Can you reproduce every one of the records below character for character, leaving out the pictures?

────

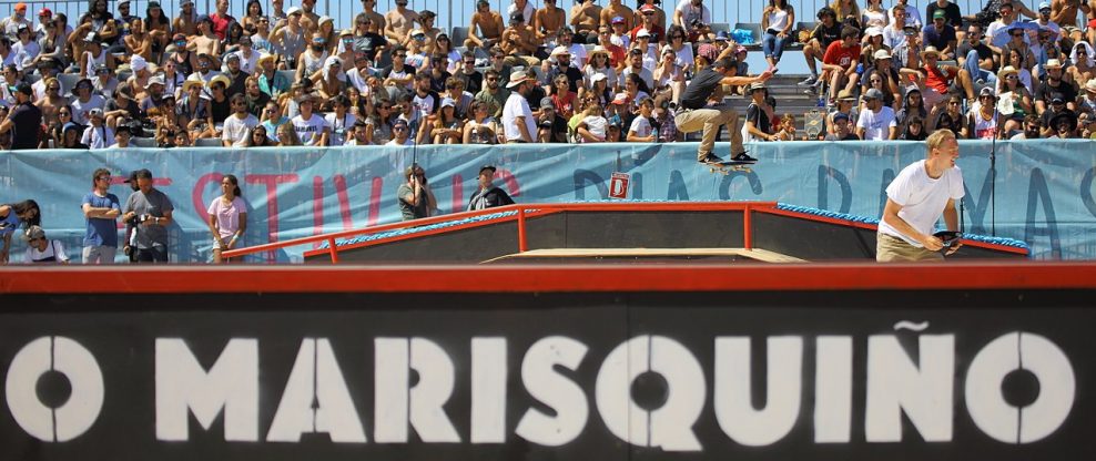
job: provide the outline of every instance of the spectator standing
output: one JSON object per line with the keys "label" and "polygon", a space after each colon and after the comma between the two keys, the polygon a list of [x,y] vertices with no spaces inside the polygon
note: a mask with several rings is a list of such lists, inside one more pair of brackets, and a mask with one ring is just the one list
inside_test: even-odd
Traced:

────

## Complete response
job: provide the outline of every instance of the spectator standing
output: one JSON object per line with the keys "label" and "polygon", a space after each colon and after the comma between the two keys, the polygon a list of [x,y] vertices with no spaces inside the polygon
note: a mask with several rings is a list of such lists, inside one more pair of brackets, and a mask with one ring is just the one list
inside_test: even-odd
Traced:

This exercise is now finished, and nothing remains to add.